Transcribe the entries that come next exactly, but not the pictures they contain.

━━ Supplied data ━━

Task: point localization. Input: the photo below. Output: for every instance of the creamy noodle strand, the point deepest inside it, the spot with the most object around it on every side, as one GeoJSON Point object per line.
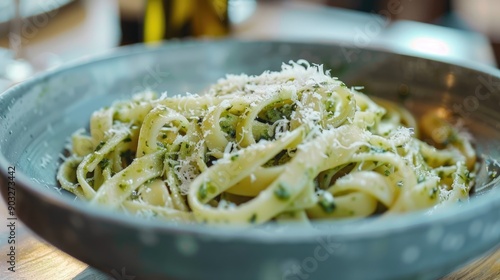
{"type": "Point", "coordinates": [291, 145]}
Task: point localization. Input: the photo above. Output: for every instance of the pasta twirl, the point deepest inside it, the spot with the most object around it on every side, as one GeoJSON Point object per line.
{"type": "Point", "coordinates": [295, 144]}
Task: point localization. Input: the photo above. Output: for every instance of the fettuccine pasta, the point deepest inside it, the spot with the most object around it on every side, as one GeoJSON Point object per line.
{"type": "Point", "coordinates": [293, 145]}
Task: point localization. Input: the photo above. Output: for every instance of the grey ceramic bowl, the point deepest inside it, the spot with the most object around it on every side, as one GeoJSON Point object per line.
{"type": "Point", "coordinates": [38, 116]}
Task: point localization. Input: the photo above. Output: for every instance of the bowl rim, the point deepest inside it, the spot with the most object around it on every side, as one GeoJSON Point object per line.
{"type": "Point", "coordinates": [343, 229]}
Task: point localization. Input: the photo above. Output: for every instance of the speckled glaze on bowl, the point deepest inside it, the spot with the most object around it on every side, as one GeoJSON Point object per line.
{"type": "Point", "coordinates": [38, 116]}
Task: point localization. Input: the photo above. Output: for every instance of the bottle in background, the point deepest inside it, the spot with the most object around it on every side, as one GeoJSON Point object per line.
{"type": "Point", "coordinates": [166, 19]}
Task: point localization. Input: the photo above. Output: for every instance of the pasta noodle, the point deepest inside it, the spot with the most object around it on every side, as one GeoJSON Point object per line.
{"type": "Point", "coordinates": [295, 144]}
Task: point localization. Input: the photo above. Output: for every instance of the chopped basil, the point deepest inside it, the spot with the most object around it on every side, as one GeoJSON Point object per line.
{"type": "Point", "coordinates": [327, 205]}
{"type": "Point", "coordinates": [282, 192]}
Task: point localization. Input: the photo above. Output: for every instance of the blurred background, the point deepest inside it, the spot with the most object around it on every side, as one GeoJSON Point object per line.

━━━

Answer:
Task: point localization. Input: the photo below. Output: for every instance of the creamy noodle strand, the point deepest inside it, the spot with the most object around it on every side, as one GeoJSON Point object per line.
{"type": "Point", "coordinates": [291, 145]}
Task: point localization. Input: the photo above. Output: for every instance of the pasta twirl, the point deepest inside it, the spot with the most object around it on every side, as one GeoJSON Point object per line.
{"type": "Point", "coordinates": [295, 144]}
Task: point localization. Input: the photo above. Output: for every instance of the fettuccine pasta, the point deepest inside it, the spot with the most object around it on every side, as one GeoJSON Point object per line.
{"type": "Point", "coordinates": [293, 145]}
Task: point localization. Input: the photo above. Output: for every instance of the grey ceramic bowl, the point deepest inside it, the spot with the most object around it on every side, as one GeoJSON Point object per line.
{"type": "Point", "coordinates": [38, 116]}
Task: point localization. Input: the photo above. Output: for every instance of the bowl rim, the point deepest inside it, the spot with the most object around it on every side, as one GeoJSON Point object per line.
{"type": "Point", "coordinates": [343, 229]}
Task: point localization. Input: the photo above. Output: for every instance of the speckled glaze on bowl, the point deepest inside it, the spot with the most object around it on every side, as one GeoJSON Point object per line.
{"type": "Point", "coordinates": [38, 116]}
Task: point localization. Input: the photo above. Output: for every instance of the bottle in background, the point deepest inside it, the spot with the most object around it on every side, as one GeoJSON Point object per line.
{"type": "Point", "coordinates": [166, 19]}
Task: point localization. Input: the photo above. Output: for every instance of the pasta noodle, the point deepest inside it, the spot with the most object around it on every side, as one GeoJSON Point object per line.
{"type": "Point", "coordinates": [295, 144]}
Task: point localization. Input: the photo above. Output: for every instance of the chopped basil, the point deepest inside it, the spot with the most object around it on every side, as one GeoJSON Point object per line.
{"type": "Point", "coordinates": [327, 205]}
{"type": "Point", "coordinates": [282, 192]}
Task: point localization. Input: the photo above. Output: for every instance of the blurred background, the point deepest inside it, the spot with the most object around it on every side, as one GeoJSON Point object per line.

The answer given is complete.